Five Practical Tips for Government Contractors Navigating the Executive Order Chaos

Federal government contractors are living in a climate of uncertainty. Executive orders affecting government contracts are being issued at a rapid pace. The executive orders tend to be broad and high-level with regulatory guidance to follow. This is not abnormal. However, the sheer number of executive orders and the magnitude of the regulatory changes they seek to impose is a new phenomenon. Contractors are left to determine what they should be doing, if anything, and when. Set forth below are practical suggestions for contractors to consider during this unsettling time.[1]

Communicate with your Contracting Officer

During the chaos, it is important to communicate with your contracting officer. Only contracting officers are authorized to modify contracts. Do not blindly accept direction from contract specialists or others who purport to be speaking on behalf of the government. Direction received from anyone other than a contracting officer should be immediately relayed to your contracting officer with a request for clarification or guidance. 
Also, be prepared for unclear responses from your contracting officer. Like you, contracting officers also are living through this chaos. They may not have received clear direction to pass on to contractors. Aim to keep your communications with your contracting officer respectful. 

Executive Orders are not Contract Modifications

Remember that executive orders are not contract modifications. Contractors should not change their contract performance or their compliance with, for example, socioeconomic programs unless or until a contract modification signed by a contracting officer. This may be difficult for contractors when they think they can see the writing on the wall. But regulatory and policy changes can occur and, thus, even well-intentioned contractors might make changes they did not need to make or that are different from what is required from a formal contract modification.

Continue Contract Performance

Along the same lines, contractors need to continue contract performance in accordance with the four corners of the contract unless or until a contract is modified. Failure to do so could be considered breach of contract. With the plethora of contract terminations being reported, contractors should not put themselves in the crosshairs by failing to comply with the terms and conditions of their contract, thereby giving the government a basis to terminate for default. And remember, if you believe the government has breached or improperly changed a contract, a contractor is required to continue performance and seek relief in accordance with the FAR Disputes clause.

::::::::::

### Exercises to complete
1 – Update the text about government contracts by giving everything from "Also, be prepared" down to "formal contract modification.", with "writing on the wall" changed to "direction things are heading".
2 – From the text about government contracts, put this sentence into Spanish: "Only contracting officers are authorized to modify contracts."
3 – Summarize the text about government contracts in two sentences.
Rely only on the text about government contracts for each of these.

Saved entries:
::::::::::

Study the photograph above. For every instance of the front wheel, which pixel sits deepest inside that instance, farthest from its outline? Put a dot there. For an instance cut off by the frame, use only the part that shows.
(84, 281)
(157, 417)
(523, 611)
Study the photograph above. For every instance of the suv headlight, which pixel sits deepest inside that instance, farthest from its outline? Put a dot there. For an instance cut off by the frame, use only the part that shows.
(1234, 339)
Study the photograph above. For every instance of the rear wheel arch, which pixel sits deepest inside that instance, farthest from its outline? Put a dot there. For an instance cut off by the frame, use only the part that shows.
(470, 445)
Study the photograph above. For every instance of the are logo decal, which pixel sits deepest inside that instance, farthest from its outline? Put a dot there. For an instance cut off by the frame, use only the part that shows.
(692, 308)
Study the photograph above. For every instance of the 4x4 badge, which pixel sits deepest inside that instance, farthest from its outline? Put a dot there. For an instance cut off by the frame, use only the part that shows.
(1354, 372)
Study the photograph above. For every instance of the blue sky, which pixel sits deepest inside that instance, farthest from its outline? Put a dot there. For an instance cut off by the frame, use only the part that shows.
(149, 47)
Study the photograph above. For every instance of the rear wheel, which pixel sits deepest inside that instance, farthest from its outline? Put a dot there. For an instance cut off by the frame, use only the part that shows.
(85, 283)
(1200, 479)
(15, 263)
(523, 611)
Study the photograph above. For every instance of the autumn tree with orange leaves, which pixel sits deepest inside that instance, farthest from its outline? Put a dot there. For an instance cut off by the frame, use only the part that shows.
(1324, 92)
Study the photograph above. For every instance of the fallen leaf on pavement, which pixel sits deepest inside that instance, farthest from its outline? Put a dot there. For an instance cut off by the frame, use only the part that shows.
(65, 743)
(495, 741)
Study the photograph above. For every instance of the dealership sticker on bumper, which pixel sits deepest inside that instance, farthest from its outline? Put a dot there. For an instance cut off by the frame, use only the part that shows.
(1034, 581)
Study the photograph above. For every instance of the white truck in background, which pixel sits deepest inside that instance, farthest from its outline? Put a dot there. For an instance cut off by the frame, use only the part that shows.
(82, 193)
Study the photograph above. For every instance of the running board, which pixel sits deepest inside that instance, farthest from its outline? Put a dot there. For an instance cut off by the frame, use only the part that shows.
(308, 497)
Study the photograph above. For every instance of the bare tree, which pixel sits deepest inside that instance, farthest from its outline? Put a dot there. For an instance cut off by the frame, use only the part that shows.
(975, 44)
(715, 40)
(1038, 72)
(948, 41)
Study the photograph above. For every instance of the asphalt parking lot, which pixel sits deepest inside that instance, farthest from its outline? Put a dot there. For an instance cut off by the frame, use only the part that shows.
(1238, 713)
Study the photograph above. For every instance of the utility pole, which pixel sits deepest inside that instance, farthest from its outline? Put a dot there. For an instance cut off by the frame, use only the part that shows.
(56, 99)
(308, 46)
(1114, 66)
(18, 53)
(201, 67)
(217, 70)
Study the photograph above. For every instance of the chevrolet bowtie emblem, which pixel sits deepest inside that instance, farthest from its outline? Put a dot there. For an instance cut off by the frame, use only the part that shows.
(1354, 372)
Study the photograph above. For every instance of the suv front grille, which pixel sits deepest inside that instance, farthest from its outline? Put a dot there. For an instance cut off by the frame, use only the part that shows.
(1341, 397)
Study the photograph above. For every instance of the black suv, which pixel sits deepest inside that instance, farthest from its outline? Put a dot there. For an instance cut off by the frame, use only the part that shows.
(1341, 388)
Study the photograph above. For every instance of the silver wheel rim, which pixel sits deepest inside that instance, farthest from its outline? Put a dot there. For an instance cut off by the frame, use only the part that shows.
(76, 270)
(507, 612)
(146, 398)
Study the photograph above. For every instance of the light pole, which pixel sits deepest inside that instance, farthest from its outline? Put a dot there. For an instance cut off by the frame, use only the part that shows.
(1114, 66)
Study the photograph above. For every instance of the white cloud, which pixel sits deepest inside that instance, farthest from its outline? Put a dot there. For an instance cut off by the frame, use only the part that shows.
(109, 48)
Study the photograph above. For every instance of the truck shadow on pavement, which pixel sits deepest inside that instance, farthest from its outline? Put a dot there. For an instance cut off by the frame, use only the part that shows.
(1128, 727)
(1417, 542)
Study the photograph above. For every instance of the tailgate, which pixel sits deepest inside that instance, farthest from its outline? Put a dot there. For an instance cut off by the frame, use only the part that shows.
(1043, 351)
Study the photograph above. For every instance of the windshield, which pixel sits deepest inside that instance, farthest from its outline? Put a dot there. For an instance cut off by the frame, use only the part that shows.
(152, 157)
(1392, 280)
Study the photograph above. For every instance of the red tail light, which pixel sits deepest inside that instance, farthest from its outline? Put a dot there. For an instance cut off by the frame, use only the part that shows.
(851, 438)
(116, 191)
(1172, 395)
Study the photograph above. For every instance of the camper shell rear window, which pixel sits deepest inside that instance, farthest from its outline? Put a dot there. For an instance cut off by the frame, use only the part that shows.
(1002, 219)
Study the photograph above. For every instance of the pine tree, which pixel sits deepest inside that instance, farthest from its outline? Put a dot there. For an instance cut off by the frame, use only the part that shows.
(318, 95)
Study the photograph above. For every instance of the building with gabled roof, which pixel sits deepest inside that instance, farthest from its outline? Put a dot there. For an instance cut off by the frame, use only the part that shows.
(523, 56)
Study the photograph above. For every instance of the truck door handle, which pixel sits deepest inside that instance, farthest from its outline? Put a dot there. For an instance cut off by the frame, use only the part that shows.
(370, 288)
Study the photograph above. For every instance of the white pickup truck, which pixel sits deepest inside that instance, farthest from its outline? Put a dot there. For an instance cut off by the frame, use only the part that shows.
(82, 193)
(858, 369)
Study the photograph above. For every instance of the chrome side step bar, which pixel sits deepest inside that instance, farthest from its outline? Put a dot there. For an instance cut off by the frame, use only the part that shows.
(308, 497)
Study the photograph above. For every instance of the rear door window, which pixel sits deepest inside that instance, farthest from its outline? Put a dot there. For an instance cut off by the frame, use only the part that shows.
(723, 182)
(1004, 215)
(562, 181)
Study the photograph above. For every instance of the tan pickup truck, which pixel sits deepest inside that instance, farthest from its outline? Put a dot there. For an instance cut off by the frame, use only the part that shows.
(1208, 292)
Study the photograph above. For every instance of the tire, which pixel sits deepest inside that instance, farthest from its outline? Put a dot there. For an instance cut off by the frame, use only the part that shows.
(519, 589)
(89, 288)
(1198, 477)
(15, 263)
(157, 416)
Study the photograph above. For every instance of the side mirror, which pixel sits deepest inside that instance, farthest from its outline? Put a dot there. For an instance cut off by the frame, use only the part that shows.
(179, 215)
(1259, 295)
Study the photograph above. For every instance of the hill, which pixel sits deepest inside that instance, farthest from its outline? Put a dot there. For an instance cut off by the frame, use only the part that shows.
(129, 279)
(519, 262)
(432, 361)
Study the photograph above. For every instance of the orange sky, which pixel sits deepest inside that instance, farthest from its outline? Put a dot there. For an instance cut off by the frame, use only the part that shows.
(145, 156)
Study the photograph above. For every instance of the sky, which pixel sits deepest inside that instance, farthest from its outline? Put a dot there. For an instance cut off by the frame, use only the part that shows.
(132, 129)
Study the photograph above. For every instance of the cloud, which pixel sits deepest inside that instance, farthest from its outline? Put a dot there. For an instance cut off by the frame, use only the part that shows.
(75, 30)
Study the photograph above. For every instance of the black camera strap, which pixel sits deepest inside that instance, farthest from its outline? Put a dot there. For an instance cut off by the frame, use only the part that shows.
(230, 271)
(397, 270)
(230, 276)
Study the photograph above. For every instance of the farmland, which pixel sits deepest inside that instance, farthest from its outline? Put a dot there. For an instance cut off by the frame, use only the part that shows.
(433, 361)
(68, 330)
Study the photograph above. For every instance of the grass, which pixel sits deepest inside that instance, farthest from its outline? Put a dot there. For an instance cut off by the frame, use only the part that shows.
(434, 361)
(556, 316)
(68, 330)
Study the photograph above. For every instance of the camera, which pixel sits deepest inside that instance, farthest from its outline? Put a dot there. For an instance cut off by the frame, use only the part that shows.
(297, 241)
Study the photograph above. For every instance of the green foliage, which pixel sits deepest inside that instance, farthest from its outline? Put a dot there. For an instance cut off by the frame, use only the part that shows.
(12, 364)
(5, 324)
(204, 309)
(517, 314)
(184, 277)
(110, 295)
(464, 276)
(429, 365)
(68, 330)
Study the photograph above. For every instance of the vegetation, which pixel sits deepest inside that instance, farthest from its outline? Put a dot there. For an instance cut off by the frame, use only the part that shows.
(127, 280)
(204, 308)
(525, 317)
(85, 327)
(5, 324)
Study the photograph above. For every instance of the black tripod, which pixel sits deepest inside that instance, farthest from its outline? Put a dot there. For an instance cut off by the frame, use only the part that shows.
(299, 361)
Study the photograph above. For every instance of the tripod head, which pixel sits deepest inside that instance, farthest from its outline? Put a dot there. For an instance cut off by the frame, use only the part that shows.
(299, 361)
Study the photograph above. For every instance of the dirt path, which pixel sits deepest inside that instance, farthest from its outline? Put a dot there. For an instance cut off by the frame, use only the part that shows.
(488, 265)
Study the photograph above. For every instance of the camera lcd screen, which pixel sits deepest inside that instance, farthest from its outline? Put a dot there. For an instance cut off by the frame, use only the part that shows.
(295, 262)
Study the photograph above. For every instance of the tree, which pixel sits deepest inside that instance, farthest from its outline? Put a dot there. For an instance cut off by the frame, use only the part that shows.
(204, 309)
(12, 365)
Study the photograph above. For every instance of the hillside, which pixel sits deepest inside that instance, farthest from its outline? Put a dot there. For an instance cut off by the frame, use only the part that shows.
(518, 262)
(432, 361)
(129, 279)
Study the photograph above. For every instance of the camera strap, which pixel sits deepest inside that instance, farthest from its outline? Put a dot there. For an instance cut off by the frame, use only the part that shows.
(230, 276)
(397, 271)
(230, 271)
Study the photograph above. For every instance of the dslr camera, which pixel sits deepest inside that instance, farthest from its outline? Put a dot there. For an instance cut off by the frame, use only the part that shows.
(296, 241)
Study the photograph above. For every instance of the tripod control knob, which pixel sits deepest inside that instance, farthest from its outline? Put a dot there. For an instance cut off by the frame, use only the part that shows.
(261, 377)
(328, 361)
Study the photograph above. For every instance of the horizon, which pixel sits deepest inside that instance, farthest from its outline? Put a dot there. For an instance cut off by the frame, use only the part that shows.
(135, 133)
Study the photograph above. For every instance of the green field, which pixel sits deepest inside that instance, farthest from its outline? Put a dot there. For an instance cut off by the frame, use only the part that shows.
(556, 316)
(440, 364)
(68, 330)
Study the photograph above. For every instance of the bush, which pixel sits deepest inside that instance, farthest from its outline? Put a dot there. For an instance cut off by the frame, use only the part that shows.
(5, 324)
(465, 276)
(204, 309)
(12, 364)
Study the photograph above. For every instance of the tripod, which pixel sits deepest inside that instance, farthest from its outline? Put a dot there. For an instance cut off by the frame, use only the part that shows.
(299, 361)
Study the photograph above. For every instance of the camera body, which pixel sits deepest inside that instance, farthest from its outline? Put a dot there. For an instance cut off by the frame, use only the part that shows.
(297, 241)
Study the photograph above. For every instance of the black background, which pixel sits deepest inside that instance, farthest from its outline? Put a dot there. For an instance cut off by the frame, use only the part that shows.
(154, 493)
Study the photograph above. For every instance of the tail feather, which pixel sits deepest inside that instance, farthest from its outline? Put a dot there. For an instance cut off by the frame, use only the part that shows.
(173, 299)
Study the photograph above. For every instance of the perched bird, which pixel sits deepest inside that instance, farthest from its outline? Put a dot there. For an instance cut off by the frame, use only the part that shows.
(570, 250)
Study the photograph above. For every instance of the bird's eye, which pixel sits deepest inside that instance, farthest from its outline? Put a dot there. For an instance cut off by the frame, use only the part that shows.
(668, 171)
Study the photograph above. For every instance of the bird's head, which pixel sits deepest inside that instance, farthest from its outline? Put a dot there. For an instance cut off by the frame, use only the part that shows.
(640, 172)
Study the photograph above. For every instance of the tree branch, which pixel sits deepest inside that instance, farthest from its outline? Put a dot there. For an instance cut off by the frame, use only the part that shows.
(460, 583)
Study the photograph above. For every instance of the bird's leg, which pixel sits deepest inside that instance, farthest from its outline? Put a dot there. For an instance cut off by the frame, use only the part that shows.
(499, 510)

::::::::::

### Responses by task
1 –
Also, be prepared for unclear responses from your contracting officer. Like you, contracting officers also are living through this chaos. They may not have received clear direction to pass on to contractors. Aim to keep your communications with your contracting officer respectful. 

Executive Orders are not Contract Modifications

Remember that executive orders are not contract modifications. Contractors should not change their contract performance or their compliance with, for example, socioeconomic programs unless or until a contract modification signed by a contracting officer. This may be difficult for contractors when they think they can see the direction things are heading. But regulatory and policy changes can occur and, thus, even well-intentioned contractors might make changes they did not need to make or that are different from what is required from a formal contract modification.

2 – Solo los oficiales de contratación están autorizados para modificar contratos.

3 – Federal contractors face uncertainty as executive orders affecting government contracts are issued rapidly, so they should communicate with their contracting officer, who alone is authorized to modify contracts. Because executive orders are not contract modifications, contractors should keep performing according to the contract until it is formally modified and seek relief under the FAR Disputes clause if they believe the government has breached or improperly changed it.